:: RECORDS TO PROCESS ::
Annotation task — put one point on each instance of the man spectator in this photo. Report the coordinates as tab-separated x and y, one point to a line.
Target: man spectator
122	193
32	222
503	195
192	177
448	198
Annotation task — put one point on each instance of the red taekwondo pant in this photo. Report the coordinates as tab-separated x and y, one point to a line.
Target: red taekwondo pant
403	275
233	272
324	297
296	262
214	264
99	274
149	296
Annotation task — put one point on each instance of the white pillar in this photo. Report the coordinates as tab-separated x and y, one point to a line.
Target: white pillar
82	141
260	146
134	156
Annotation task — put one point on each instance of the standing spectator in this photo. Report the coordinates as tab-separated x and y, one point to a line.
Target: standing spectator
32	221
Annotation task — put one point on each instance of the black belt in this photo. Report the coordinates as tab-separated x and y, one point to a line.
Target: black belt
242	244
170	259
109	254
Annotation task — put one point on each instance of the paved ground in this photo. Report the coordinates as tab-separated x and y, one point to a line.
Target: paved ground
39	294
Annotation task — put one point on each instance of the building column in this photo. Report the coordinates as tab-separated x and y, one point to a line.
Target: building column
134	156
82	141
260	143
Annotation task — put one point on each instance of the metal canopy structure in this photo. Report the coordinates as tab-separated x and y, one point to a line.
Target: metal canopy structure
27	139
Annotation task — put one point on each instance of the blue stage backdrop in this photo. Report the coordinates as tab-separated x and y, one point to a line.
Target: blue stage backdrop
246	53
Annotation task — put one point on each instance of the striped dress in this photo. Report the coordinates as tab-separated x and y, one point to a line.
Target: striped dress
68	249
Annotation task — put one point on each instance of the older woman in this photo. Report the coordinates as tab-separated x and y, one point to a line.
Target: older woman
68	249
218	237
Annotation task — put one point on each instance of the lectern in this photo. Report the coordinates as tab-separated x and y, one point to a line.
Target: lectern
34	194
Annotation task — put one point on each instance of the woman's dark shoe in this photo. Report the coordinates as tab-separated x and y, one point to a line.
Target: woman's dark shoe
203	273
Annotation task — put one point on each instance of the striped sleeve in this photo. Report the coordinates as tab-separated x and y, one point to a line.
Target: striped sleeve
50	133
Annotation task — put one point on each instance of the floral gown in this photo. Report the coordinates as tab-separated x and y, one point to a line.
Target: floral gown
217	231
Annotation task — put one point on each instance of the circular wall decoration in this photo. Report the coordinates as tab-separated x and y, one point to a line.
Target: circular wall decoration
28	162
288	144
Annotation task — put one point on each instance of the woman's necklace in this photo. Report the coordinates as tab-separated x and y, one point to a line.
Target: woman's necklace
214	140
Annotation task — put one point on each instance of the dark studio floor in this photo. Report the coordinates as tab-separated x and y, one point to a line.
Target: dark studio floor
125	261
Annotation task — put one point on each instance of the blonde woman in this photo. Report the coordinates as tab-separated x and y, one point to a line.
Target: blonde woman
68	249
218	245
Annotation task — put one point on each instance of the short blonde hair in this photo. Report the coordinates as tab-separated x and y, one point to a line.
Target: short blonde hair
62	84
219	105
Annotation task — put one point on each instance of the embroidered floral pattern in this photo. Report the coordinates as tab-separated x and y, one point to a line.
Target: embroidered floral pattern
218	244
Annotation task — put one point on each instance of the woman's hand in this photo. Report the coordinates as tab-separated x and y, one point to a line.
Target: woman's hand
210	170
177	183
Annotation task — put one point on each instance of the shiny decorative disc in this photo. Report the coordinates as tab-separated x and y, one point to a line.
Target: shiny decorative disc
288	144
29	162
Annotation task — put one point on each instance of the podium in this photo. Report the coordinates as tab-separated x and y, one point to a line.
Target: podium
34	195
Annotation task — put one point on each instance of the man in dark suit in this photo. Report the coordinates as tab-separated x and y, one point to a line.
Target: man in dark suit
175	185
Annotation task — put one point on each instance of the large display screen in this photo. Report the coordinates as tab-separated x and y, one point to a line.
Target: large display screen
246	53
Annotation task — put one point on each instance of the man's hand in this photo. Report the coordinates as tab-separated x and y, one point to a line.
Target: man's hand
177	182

:: WHAT IS BEING ASKED ::
A faithful, complete copy of the entries above is required.

:: ANSWER FOR THIS EXERCISE ::
Annotation task — put one point on each instance of the man spectator in this photo. Report the coordinates as tab-separated x and y, one point to a line.
Target: man spectator
122	193
32	222
503	195
192	177
448	198
Annotation task — put one point on each instance of the red taekwondo pant in this photo. Report the coordinates as tab-separated x and y, one point to a line.
Target: red taekwondo pant
403	275
233	272
324	297
296	262
214	264
99	274
149	296
Annotation task — put one point on each instance of the white pillar in this photo. Report the coordinates as tab-separated x and y, one point to a line.
Target: white pillar
82	141
260	146
134	156
Annotation task — put one point on each instance of the standing spectator in this photo. Report the coordinates as tab-separated x and y, one point to a line.
Target: standing spectator
32	221
Annotation task — put one point on each instance of the black belt in this photo. Report the coordinates as tab-separated x and y, one point to a line.
Target: black belt
242	244
170	259
109	254
Annotation task — put one point on each instance of the paved ground in this photo. Report the coordinates as tab-separated x and y, one point to a line.
Target: paved ground
39	294
Annotation task — put one point on each instance of the building column in this photo. Report the coordinates as tab-separated x and y, one point to a line.
Target: building column
134	156
82	141
260	143
Annotation task — put one point on each instance of the metal canopy structure in this photo. Report the coordinates as tab-separated x and y, one point to a line.
Target: metal canopy structure
27	139
Annotation task — put one point on each instance of the blue stage backdrop in this photo. Report the coordinates as tab-separated x and y, one point to a line.
Target: blue stage backdrop
246	53
Annotation task — put one point on each instance of the striped dress in this photo. Report the coordinates as tab-separated x and y, one point to a line.
Target: striped dress
68	249
Annotation task — put one point on each instance of the older woman in this photo. Report the coordinates as tab-separated x and y, one point to a line.
Target: older woman
68	249
218	237
Annotation task — put one point on each instance of the lectern in this photo. Report the coordinates as tab-separated x and y, one point to a line.
Target: lectern
34	194
Annotation task — put one point on each instance of the woman's dark shoe in this photo. Report the coordinates as tab-separated x and y, one point to a line.
Target: woman's dark shoe
203	273
Annotation task — put one point on each instance of the striped sleeve in this photo. Report the coordinates as tab-separated x and y, one point to a line.
Target: striped sleeve
50	133
Annotation task — put one point on each instance of the floral gown in this photo. Report the coordinates as tab-separated x and y, one point to a line.
Target: floral gown
217	231
Annotation task — put one point on each instance of the circular wall decoration in this photo. Report the coordinates as tab-separated x and y, one point to a line.
Target: circular wall decoration
28	162
288	144
Annotation task — put one point on each instance of the woman's necklace in this photo. Report the coordinates as tab-separated x and y, one point to a line.
Target: woman's necklace
214	140
Annotation task — put one point on each instance of the dark studio floor in this photo. Report the coordinates as tab-separated x and y, one point to a line.
Target: dark studio floor
125	261
Annotation task — put one point on each instance of the blonde woman in this photo. Report the coordinates as tab-separated x and y, one point to a line.
Target: blonde woman
68	249
218	245
Annotation task — put one point on each instance of the short blonde hair in this photo. Report the coordinates as tab-separated x and y, one point to a line.
Target: short blonde hair
62	84
219	105
Annotation task — put one point on each instance of the embroidered floral pattern in this photo. Report the coordinates as tab-separated x and y, one point to a line.
Target: embroidered floral pattern
218	244
Annotation task — put one point on each instance of the woman's hand in this photo. Report the coordinates as tab-separated x and y, one point to a line.
Target: woman's hand
210	170
177	183
Annotation task — put one point on each instance of the shiny decorative disc in this photo. Report the coordinates as tab-separated x and y, one point to a line.
Target: shiny decorative disc
288	144
29	162
Annotation task — put one point on each instance of the podium in this photo. Report the coordinates as tab-separated x and y, one point to a line.
Target: podium
34	195
Annotation task — put one point on each instance of the man in dark suit in this photo. Report the coordinates as tab-separated x and y, one point to a line.
Target: man in dark suit
175	185
Annotation task — put one point on each instance of the large display screen in this photo. Report the coordinates as tab-separated x and y, one point to a line.
Target: large display screen
246	53
Annotation task — put one point on each instance of the man's hand in this photo. Report the coordinates as tab-separated x and y, one point to a line.
Target: man's hand
177	182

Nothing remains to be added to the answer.